▶ _Recorded data_
***

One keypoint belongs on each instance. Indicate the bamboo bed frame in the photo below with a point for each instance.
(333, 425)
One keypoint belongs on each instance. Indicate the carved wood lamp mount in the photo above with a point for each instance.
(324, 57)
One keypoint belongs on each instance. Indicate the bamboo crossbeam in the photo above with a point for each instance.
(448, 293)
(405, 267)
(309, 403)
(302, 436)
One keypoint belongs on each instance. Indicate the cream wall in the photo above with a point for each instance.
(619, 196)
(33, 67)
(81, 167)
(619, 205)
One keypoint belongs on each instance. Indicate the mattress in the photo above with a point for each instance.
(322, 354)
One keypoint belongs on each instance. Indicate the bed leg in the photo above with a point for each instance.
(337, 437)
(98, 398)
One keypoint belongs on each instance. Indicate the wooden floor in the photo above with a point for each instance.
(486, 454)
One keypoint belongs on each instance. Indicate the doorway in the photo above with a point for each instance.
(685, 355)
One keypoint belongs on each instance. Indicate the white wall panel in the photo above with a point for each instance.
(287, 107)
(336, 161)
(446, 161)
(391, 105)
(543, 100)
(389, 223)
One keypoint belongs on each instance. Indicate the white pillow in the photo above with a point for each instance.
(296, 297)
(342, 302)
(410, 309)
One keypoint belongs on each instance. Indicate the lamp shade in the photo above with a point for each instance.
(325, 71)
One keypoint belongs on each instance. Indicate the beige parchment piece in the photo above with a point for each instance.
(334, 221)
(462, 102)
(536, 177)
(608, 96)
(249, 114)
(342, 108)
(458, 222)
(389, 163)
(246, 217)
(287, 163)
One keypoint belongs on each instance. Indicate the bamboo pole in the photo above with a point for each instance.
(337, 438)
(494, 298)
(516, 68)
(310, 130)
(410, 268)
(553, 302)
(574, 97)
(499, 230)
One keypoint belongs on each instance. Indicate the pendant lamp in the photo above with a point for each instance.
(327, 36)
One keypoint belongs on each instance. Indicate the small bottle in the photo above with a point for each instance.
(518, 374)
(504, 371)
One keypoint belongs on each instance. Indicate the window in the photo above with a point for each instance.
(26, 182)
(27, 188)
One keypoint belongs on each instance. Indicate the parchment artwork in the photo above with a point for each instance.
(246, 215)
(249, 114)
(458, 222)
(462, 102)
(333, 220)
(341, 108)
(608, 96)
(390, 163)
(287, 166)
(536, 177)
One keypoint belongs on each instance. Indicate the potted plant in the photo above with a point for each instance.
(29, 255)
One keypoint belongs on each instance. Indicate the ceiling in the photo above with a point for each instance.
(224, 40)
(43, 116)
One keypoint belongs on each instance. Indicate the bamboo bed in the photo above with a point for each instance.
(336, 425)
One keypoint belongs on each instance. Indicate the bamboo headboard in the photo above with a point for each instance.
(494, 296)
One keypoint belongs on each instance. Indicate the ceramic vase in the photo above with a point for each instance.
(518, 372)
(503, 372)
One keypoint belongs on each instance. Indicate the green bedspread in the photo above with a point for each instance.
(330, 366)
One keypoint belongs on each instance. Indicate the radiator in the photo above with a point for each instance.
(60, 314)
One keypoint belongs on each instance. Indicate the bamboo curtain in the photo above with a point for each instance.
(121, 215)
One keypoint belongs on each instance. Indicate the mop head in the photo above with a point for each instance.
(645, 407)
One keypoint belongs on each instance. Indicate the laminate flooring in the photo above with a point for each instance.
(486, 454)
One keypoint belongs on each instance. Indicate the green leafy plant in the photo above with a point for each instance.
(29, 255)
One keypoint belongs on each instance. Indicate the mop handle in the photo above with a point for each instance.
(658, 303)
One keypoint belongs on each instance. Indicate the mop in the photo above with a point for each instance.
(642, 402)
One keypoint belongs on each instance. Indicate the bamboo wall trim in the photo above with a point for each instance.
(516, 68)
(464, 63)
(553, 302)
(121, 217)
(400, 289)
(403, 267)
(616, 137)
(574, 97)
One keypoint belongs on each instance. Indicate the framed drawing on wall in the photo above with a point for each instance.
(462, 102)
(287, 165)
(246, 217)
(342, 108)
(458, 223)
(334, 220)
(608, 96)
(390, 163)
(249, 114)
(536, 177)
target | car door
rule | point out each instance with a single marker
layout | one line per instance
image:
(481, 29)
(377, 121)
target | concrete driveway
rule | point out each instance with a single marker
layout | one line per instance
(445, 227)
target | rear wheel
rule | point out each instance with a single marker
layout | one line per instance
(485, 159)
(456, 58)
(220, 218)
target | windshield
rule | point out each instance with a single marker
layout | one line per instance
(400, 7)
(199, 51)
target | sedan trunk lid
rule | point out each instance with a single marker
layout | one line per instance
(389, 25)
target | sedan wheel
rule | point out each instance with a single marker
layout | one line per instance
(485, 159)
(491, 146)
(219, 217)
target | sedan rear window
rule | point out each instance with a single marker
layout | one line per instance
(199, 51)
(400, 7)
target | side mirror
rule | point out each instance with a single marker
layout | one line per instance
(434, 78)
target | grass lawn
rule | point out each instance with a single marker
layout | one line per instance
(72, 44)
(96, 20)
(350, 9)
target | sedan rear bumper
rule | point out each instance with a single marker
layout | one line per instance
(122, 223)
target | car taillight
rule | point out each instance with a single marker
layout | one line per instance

***

▶ _WHAT THE TASK ASKS_
Show every line above in which the word "rear" occurs.

▶ _SOLUTION TO THE PROBLEM_
target | rear wheel
target | sedan rear window
target | sedan rear bumper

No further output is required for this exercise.